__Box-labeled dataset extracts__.
- - -
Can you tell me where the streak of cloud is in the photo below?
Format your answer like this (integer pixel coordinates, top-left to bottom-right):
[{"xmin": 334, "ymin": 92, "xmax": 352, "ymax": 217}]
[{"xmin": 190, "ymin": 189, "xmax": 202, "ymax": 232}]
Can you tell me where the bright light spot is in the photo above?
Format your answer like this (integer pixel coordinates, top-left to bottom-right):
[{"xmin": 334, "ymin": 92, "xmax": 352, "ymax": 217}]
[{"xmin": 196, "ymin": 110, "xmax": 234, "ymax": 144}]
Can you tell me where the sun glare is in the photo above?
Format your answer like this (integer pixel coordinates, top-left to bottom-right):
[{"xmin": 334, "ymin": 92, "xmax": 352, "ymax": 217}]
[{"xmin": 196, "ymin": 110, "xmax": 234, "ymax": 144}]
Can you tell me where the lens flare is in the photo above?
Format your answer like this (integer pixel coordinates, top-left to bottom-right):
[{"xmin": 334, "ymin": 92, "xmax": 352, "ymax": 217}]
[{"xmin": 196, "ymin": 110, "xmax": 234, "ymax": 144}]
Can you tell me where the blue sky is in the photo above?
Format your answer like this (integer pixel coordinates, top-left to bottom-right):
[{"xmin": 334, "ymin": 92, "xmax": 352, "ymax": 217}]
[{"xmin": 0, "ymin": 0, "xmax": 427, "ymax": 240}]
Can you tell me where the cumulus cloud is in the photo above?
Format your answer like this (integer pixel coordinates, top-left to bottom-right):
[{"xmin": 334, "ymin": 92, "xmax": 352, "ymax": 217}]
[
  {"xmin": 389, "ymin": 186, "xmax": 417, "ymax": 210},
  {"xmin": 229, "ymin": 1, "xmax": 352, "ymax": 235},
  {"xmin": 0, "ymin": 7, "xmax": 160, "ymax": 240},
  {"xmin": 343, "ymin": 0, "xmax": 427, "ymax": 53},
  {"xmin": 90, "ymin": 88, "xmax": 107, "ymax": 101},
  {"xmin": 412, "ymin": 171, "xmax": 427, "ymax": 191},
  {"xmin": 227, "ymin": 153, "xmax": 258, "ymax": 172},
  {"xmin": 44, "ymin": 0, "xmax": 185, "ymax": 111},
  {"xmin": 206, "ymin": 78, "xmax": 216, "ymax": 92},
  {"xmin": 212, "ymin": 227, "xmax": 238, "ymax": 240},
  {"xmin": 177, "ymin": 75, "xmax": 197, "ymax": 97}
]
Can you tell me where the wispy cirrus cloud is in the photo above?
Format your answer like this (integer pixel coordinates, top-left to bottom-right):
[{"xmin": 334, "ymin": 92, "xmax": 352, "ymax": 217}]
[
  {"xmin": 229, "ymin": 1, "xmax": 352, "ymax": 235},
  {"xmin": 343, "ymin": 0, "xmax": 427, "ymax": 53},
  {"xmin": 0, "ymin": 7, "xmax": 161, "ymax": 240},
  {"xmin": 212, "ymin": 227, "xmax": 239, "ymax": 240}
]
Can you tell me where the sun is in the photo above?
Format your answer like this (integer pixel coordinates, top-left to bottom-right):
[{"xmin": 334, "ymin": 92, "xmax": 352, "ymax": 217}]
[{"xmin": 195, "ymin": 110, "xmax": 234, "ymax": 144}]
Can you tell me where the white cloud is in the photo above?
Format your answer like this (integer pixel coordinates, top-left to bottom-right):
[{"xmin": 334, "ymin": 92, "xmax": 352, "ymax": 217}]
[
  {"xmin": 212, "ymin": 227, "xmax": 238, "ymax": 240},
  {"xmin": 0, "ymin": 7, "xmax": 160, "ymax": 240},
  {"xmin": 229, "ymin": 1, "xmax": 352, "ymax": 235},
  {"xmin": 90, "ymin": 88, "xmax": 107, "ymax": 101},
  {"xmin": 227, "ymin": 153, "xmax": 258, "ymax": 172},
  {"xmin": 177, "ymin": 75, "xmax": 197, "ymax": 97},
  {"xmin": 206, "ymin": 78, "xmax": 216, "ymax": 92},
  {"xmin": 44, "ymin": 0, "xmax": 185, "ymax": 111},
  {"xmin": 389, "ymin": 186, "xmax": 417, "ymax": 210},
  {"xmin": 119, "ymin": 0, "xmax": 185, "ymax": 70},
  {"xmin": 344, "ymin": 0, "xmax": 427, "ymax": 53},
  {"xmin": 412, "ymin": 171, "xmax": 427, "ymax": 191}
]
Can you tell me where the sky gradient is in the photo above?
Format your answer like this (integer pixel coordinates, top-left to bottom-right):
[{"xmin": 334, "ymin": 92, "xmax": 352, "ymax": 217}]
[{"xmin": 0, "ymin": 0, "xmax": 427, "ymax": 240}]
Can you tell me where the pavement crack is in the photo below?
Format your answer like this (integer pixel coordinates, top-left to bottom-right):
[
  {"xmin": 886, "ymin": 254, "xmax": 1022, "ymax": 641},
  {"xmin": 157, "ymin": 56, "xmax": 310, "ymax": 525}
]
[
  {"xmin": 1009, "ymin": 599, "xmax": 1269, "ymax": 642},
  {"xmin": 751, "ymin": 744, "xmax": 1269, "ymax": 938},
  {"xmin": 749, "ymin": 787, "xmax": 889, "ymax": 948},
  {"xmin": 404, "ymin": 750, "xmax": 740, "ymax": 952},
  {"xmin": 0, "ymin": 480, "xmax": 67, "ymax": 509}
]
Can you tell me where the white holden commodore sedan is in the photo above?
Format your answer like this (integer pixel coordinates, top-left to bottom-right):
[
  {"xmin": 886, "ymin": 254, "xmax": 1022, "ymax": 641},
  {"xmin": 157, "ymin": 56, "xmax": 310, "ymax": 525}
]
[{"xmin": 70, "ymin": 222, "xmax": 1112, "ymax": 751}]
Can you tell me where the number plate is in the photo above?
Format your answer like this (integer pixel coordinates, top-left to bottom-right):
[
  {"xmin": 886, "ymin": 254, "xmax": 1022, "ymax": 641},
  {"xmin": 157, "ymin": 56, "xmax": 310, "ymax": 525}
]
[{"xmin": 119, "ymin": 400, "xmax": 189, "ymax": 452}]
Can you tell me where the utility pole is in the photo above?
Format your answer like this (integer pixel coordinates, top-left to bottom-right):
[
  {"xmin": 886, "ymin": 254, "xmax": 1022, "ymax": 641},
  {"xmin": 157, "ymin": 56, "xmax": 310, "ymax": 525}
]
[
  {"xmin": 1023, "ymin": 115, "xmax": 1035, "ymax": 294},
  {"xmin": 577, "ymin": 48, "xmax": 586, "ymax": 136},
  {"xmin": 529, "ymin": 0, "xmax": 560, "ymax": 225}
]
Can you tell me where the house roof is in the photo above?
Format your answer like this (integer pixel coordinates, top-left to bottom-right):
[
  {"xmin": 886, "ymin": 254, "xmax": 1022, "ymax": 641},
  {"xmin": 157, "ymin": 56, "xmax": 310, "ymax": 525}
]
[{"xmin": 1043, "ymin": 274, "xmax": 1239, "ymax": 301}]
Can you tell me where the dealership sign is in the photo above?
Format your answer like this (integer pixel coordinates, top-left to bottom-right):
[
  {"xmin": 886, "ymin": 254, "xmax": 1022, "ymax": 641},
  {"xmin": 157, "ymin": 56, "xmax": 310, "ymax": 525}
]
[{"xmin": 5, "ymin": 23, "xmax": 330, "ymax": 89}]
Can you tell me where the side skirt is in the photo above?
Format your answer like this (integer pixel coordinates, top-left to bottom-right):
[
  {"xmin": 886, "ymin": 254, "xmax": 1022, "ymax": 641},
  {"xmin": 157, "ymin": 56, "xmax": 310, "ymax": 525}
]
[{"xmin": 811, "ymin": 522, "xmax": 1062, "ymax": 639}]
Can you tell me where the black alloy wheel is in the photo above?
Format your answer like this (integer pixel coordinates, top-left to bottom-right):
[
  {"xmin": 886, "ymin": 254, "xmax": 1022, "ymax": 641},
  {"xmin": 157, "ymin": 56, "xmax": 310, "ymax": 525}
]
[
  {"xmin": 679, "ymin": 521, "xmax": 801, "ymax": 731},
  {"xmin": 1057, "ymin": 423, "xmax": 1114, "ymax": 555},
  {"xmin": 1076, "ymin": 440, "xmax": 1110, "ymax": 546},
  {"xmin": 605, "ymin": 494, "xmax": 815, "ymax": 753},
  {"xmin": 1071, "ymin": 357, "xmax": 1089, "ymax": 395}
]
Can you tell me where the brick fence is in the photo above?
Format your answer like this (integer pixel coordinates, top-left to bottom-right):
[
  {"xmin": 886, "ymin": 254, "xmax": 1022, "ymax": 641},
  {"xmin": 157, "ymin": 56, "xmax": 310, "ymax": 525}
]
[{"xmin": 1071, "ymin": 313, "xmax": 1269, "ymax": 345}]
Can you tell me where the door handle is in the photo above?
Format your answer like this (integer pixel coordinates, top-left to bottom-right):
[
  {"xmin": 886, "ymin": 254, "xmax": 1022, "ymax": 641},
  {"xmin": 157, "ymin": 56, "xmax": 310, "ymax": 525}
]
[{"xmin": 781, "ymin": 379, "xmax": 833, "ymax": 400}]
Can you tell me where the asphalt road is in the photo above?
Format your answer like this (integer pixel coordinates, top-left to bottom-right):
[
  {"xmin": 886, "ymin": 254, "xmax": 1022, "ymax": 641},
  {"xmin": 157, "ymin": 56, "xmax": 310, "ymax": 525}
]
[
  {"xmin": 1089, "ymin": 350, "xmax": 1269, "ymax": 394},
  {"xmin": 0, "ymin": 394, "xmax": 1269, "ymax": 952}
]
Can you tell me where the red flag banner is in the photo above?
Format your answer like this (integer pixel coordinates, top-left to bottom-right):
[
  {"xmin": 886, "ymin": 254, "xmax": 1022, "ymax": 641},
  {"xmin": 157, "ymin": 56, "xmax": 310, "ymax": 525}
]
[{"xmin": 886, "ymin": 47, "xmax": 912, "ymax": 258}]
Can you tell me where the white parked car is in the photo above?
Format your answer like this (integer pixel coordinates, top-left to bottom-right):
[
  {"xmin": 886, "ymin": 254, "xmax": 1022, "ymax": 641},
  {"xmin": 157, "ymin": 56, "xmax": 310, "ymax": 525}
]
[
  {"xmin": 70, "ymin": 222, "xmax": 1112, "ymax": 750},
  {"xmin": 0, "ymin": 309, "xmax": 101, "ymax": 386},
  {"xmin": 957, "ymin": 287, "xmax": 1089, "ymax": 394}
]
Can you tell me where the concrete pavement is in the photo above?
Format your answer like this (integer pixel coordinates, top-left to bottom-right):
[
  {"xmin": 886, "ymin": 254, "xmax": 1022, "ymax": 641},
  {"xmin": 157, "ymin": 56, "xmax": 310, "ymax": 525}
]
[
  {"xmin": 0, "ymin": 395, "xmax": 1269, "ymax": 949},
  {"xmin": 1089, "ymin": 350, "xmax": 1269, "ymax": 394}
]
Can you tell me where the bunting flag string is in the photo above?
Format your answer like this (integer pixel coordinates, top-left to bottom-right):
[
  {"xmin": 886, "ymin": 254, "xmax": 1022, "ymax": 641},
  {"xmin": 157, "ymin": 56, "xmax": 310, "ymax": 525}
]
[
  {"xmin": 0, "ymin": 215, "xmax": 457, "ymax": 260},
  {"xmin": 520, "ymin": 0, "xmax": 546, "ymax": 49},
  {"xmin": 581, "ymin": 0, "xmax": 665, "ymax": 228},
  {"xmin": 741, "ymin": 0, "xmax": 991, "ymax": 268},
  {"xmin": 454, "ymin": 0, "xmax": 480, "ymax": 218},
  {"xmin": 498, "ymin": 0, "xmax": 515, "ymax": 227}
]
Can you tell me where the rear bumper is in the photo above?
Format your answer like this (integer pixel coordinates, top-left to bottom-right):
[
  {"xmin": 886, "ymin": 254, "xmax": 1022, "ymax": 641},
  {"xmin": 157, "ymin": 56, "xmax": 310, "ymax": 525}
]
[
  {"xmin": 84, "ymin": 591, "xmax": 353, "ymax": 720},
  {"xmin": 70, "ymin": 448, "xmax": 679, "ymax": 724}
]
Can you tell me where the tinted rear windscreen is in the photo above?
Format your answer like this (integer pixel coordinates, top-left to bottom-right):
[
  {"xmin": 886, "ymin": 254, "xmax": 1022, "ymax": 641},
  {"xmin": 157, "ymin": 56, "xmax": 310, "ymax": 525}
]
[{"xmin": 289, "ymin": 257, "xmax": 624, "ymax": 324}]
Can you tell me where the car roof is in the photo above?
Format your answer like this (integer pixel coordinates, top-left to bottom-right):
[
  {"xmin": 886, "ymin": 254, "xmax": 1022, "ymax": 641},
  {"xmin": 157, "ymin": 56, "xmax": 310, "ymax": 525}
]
- - -
__EXERCISE DESCRIPTION__.
Return every line of the data above that contains the string "roof", treating case as significant.

__ANSWER IN FULL__.
Can you tell me where the house roof is in the photo above?
Can you tell me where the car roof is in the photo above?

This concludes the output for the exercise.